[Stored items from a collection]
* * *

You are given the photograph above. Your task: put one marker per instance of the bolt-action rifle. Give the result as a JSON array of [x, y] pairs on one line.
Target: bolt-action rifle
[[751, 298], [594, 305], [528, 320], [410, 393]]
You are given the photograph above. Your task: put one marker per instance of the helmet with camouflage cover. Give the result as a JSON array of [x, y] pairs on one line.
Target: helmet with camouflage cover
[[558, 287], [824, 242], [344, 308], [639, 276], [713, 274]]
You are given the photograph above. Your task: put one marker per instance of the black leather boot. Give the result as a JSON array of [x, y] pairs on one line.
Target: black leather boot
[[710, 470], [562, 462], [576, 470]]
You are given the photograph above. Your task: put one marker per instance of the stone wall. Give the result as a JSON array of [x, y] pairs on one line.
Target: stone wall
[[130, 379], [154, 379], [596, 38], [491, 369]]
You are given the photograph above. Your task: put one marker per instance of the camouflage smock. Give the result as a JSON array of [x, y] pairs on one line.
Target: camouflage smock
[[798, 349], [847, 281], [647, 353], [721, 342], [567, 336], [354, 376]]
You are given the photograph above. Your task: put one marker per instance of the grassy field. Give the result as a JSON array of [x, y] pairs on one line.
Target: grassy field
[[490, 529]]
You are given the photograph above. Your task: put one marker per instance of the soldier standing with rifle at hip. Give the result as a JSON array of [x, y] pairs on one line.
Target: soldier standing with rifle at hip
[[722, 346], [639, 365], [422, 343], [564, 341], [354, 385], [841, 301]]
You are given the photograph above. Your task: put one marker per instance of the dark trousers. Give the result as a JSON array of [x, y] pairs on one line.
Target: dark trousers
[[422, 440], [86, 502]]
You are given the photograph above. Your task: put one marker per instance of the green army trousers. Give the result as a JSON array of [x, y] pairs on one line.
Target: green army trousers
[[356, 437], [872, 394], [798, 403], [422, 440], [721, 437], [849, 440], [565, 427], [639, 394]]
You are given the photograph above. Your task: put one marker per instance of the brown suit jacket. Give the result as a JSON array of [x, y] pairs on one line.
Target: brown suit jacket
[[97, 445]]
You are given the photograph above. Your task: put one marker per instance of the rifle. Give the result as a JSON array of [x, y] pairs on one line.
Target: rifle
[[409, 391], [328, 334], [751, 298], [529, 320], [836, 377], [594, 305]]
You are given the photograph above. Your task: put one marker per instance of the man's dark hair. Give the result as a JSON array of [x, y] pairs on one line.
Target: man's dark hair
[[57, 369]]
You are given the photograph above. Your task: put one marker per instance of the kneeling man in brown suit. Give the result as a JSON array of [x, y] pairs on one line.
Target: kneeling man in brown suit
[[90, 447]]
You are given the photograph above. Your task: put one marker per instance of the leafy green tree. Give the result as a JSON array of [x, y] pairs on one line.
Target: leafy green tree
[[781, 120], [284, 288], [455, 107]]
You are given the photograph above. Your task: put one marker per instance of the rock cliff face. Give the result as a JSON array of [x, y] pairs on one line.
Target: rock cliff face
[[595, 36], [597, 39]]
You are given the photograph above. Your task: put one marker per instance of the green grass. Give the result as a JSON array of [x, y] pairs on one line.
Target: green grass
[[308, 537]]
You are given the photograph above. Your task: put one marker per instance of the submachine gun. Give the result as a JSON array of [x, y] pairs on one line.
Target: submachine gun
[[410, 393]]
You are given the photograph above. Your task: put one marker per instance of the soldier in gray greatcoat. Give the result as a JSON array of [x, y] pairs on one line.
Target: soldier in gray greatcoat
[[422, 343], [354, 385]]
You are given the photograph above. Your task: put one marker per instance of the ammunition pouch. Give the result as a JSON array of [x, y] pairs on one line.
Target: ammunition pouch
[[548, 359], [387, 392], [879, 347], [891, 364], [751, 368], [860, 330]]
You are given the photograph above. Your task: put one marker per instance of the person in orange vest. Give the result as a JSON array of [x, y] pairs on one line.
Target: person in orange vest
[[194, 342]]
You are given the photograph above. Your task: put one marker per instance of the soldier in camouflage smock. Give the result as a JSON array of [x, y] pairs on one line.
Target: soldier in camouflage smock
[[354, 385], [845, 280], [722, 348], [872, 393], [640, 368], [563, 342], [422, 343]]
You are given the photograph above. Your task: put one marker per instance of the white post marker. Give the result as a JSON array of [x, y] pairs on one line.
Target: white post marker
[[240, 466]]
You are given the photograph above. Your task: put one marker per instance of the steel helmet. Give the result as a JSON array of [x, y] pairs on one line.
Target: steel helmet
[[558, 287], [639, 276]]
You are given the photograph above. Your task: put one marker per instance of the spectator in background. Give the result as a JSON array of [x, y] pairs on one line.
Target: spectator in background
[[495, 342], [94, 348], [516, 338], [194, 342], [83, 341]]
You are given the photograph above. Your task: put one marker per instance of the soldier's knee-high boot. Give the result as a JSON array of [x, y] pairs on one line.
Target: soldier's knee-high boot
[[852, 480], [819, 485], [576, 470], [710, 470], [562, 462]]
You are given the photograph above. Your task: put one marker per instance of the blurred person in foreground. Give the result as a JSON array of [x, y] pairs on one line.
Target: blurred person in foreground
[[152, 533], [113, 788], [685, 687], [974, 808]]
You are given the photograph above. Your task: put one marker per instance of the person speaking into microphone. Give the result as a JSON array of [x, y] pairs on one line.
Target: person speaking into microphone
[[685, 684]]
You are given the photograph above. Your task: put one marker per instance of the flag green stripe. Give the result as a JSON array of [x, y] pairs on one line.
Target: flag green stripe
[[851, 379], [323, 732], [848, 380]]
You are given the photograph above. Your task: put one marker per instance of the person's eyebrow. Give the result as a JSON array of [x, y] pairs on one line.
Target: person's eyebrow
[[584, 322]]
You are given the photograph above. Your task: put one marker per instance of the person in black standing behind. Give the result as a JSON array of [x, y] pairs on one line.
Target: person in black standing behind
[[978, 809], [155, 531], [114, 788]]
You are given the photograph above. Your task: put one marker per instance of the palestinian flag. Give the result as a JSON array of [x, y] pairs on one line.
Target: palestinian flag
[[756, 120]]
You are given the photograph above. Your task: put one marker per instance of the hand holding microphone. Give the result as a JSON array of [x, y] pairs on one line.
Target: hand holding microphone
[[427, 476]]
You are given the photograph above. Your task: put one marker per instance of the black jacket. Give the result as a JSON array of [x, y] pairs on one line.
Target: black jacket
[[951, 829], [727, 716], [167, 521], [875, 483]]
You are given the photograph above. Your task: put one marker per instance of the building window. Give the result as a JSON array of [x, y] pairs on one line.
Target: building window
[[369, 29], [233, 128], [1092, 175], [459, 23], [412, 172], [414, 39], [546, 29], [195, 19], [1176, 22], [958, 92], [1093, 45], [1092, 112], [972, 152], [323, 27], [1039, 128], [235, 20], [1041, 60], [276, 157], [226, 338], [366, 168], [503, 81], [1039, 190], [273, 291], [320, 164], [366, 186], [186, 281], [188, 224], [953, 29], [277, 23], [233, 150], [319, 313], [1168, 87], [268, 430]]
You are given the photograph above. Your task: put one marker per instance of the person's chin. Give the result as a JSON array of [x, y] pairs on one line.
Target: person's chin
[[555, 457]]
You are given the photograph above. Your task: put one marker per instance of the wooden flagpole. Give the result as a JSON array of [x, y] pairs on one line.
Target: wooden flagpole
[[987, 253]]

* * *

Set task -
Format the records above as a JSON list of strings, one string per line, skipping any blank lines.

Written solution -
[
  "You are given the photograph above. Your task: put one marker per instance of the bolt-action rifle. Give the result as a JSON array of [x, y] pairs on one line.",
  "Target: bolt-action rifle",
  "[[751, 298], [594, 305], [528, 320], [410, 393]]",
  "You are given the photograph above. Your task: put one marker per instance of the helmet with camouflage cover. Give the result as a JSON array of [x, y] pairs on one line.",
  "Target: helmet with camouflage cover",
  "[[558, 287], [824, 242], [344, 308], [639, 276], [713, 274]]",
  "You are given the photograph above. Your task: put one marker per instance of the black leather boot. Give the result as a JSON array of [x, y] pairs on one line.",
  "Target: black leather boot",
  "[[710, 470], [562, 462], [576, 470]]",
  "You are given the photograph above. Your task: put one marker per instance of the stone wall. Give the result as a JSON array of [x, y] pairs on one line.",
  "Target: stone wall",
  "[[130, 379], [154, 379], [596, 38], [491, 369]]",
  "You are given the photograph above. Your task: put one marker per instance of the camouflage smock. Give the result as a JSON array of [x, y] pairs on one line.",
  "Target: camouflage smock",
  "[[798, 349], [847, 281], [647, 353], [721, 342], [567, 336], [354, 376]]",
  "You are given the photograph above. Your task: put one marker per instance of the grassy field. Give the result as a JSON array of [x, y] pairs on one line.",
  "Target: grassy field",
  "[[490, 529]]",
  "You are given the photograph above. Your task: put one marker per instance of the soldier standing with rifle at hip. Give the result as a JSON array of [x, y] pairs on one line.",
  "Target: soldier standing with rifle at hip",
  "[[722, 346], [639, 365], [422, 343], [564, 341], [354, 385], [841, 301]]",
  "You are given the photograph above. Your task: put one marker per instance of the dark trousers. Give the result as a JSON array of [x, y] pairs on one line.",
  "Target: dark trousers",
  "[[422, 440], [86, 502]]",
  "You are given the photograph above. Your task: put one marker per instance of the green army trousers. Give the result as a JSON array of [x, y] pairs on one line.",
  "Target: green army trousers",
  "[[356, 437], [872, 394], [798, 403], [422, 440], [721, 437], [849, 440], [565, 427], [639, 394]]",
  "You are given the photograph above. Your task: put one marker per instance of the brown suit jacket. Give the result as a JSON array of [x, y] pairs on one line.",
  "Target: brown suit jacket",
  "[[97, 445]]",
  "You are given the photograph above. Your task: put one marker per instance of the rifle. Give the result as a JSON array of [x, y] pairs on one line.",
  "Target: rifle",
  "[[409, 391], [328, 334], [751, 298], [529, 320], [836, 377], [594, 305]]",
  "You are given the photograph above. Your task: put one marker per instance of the man's dark hair. Give the result as a JSON array of [x, y] pairs on one line.",
  "Target: man's dark hair",
  "[[57, 369]]",
  "You are given the photograph above. Your task: put one marker per instance of the kneeling man in brown suit. Give the result as a JSON array of [x, y] pairs on one line.",
  "Target: kneeling man in brown suit",
  "[[90, 447]]",
  "You are given the photograph above. Your task: put one marker per instance of the leafy green tree. Give the result as a JSON array of [x, y] pairs on one line.",
  "Target: leafy green tree",
  "[[781, 120], [284, 288], [455, 107]]",
  "You are given the photograph above. Your task: put one marker per instance of the rock cliff face. Give the result as a JSON array of [x, y] pairs on one line.",
  "Target: rock cliff face",
  "[[595, 36], [597, 39]]",
  "You are given the photograph above. Your task: put one marker per instance of the green grass. Give the result as a JSON array of [x, y] pairs on one line.",
  "Target: green grass",
  "[[308, 537]]",
  "You are given the photograph above. Your task: put one marker per instance of the submachine gun. Give the result as a JSON array of [x, y] pairs on one line.",
  "Target: submachine gun",
  "[[410, 393]]",
  "You are given the photograph above. Your task: put one marker per instance of the soldier in gray greatcoat. Give the result as a JSON array of [x, y] pairs on one line.",
  "Target: soldier in gray greatcoat",
  "[[422, 343], [354, 385]]",
  "You are given the photograph above. Your task: put one marker per instance of the ammunition pouch. Give the result as a JSON array of [x, y] pairs on one line.",
  "Target: ammunition pouch",
  "[[548, 359], [387, 392], [879, 347], [891, 364], [751, 368], [860, 330]]",
  "You are given the photograph above. Your task: put one marker per instance of the person in orange vest. Give the result as a JSON array of [x, y] pairs on one line.",
  "Target: person in orange vest",
  "[[194, 342]]",
  "You are given the photograph above. Your task: put one marker per instance of the soldier in camouflage smock. Give the result as a JSON array of [x, y] pairs on one line.",
  "Target: soldier in camouflage smock",
  "[[354, 385], [845, 280], [722, 348], [872, 393], [640, 368], [563, 342], [422, 343]]",
  "You are given the photograph above. Your task: put one marker per instance of the white post marker. Give the result as a JSON array of [x, y] pairs on one line.",
  "Target: white post marker",
  "[[240, 466]]",
  "You are given the photograph above. Your task: put one marker per instance of the steel helmet. Give the result as a JSON array of [x, y] pairs on one line.",
  "Target: steel helmet",
  "[[558, 287], [639, 276]]",
  "You are given the photograph above. Your task: put one marker per instance of the spectator in background. Give the result as a JSON array of [x, y] pairs on one line.",
  "Target: spectator in background",
  "[[495, 342], [94, 348], [516, 338], [194, 342], [83, 341]]",
  "You are given the photograph above. Your task: put one marker per instance of the soldier's knee-high boot. Give the result as a JSON array of [x, y] pairs on one line.",
  "Target: soldier's knee-high boot",
  "[[852, 480], [819, 485], [576, 470], [710, 470], [562, 462]]",
  "You are given the photograph above. Your task: put one marker per instance of the blurred person in foreground. Give the result as a JSON array of [x, y] pairs on one line.",
  "Target: blurred person in foreground",
  "[[152, 533], [113, 788], [685, 687], [974, 808]]",
  "You are given the photograph above. Your task: put one marker per instance of the person speaking into microphone. Give the result as a JSON array of [x, y] pairs on one line.",
  "Target: person speaking into microphone",
  "[[685, 684]]",
  "You are given the photograph above. Your task: put one marker per instance of the flag green stripe. Give the result as a JSON array of [x, y] pairs on one line.",
  "Target: flag green stripe",
  "[[851, 379], [323, 732], [848, 380]]",
  "You are given the photograph above. Your task: put one marker per instance of the person's eyebrow. Give the result as a JSON array of [x, y] pairs on one line.",
  "Target: person's eyebrow",
  "[[584, 322]]",
  "You are given the photograph above. Your task: put one marker per instance of the person in black standing behind. Give the result as a JSON array of [x, y] pairs on one line.",
  "Target: person in black standing behind",
  "[[978, 809], [155, 531], [114, 788]]",
  "You are given the photograph above. Your task: put one marker per instance of the palestinian flag. Give the result as a JSON array of [x, y] pairs on one line.",
  "Target: palestinian flag",
  "[[756, 120]]",
  "You are given the photograph above. Your task: put one marker per instance of the hand holding microphone. Give the result as a JSON array of [x, y] pairs on one line.",
  "Target: hand holding microphone",
  "[[427, 476]]",
  "You are given the photograph above. Your task: put one marker per instance of the black jacket. Give the result as a JSON array of [x, y] pairs on one line.",
  "Target: black jacket",
  "[[951, 829], [727, 716], [167, 521], [875, 483]]",
  "You are given the photograph above. Your task: put one marker per instance of the building window. Give the result as a JSON array of [x, y] pairs on one line.",
  "Target: building window",
  "[[369, 29], [233, 128], [1092, 175], [459, 23], [412, 172], [414, 39], [546, 29], [195, 19], [1176, 22], [958, 92], [1093, 45], [1092, 112], [972, 152], [323, 27], [1039, 128], [235, 20], [1041, 60], [276, 157], [226, 338], [366, 168], [503, 81], [1039, 190], [273, 291], [320, 164], [366, 186], [186, 281], [188, 224], [953, 29], [277, 23], [233, 150], [319, 313], [1168, 87], [268, 430]]",
  "You are given the photograph above. Your task: put one marker per instance of the person's chin. Give the result as a JSON array of [x, y] pairs on one line.",
  "Target: person's chin",
  "[[555, 457]]",
  "You are given the photograph above. Your task: put one marker per instance of the wooden flagpole. Give the result as a JSON array of [x, y] pairs on one line.",
  "Target: wooden flagpole",
  "[[987, 253]]"
]